*Excerpt to read*.
Trafficking in human beings – mostly women and children – has become a global business that affects almost all countries and reaps enormous profits for traffickers and their intermediaries. Human trafficking is not new. What is new is the global sophistication, complexity and control of how women and children are trafficked from/to/in all parts of the globe.
Researchers differ on the numbers of women trafficked. United Nations (UN) reports estimate that 4 million women have been trafficked from one country to another and within countries. U.S. reports cite 700,000 to two million women and children internationally trafficked each year into the sex industry and for labor, with 50,000 into the United States. All estimates, however, are preliminary.
Numbers are always difficult to obtain, but the revenue collected from the trafficking in women and children often reveals what the demography of trafficking cannot tell us with precision – that trafficking in women and children is a big business. The United Nations estimates that trafficking is a 5-7 billion U.S. dollar operation annually. In contrast to penalties for drug and arms trafficking, the penalties for human trafficking are lower in many countries.
WHY THE EMPHASIS ON SEX TRAFFICKING?
The most prevalent forms of sex trafficking are for prostitution, sex tourism, and mail-order bride industries. Unfortunately, you would never know from many anti-trafficking organizations that it is mostly women who are trafficked for exploitation in prostitution. In fact, many anti-trafficking advocates seem to want to make all references to sex trafficking disappear, talking only about trafficking for bonded labor. A number of NGOs are now insisting that labor trafficking is the real problem and that sex trafficking is comparatively minor, most of it being rather “harmless prostitution.”
Clearly, being trafficked into exploitative farm or factory work is incompatible with fundamental human rights and is harmful to those who subjected to this form of trafficking. But as Dorchen Leidholdt, Co-Director of CATW has asked, is that harm really as severe as the harm to women and girls trafficked into prostitution in brothels and repeatedly subjected to intimate violation—to rape? Also ignored is the fact that the trafficking of many women for bonded labor and domestic work concludes with them being sexually exploited by unscrupulous employers and others.

*Given data*.
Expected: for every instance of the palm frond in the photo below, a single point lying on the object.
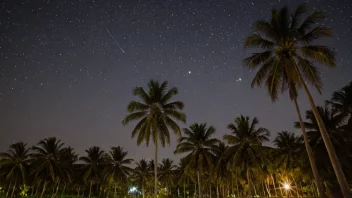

*Work to do*.
[a] Translate this sentence from the excerpt on human trafficking into Spanish: "The United Nations estimates that trafficking is a 5-7 billion U.S. dollar operation annually."
[b] According to the excerpt on human trafficking, how many women do United Nations reports estimate have been trafficked?
[c] Extend the excerpt on human trafficking with new text, starting right after its final sentence.

*Answers in order*.
[a] Las Naciones Unidas estiman que la trata es una operación de entre 5.000 y 7.000 millones de dólares estadounidenses al año.

[b] About 4 million women, trafficked from one country to another and within countries.

[c]
It is a travesty that at a time when governments and international agencies are hiring gender consultants to conduct gender analyses and combat violence against women that these same governments and agencies are deliberately promoting a disconnect between trafficking and prostitution. They advocate the recognition of what they call “voluntary” prostitution as legitimate work, and even the recognition of trafficking as “migration for sex work.”
FACTORS PROMOTING SEX TRAFFICKING
What are the factors promoting sex trafficking in different parts of the globe.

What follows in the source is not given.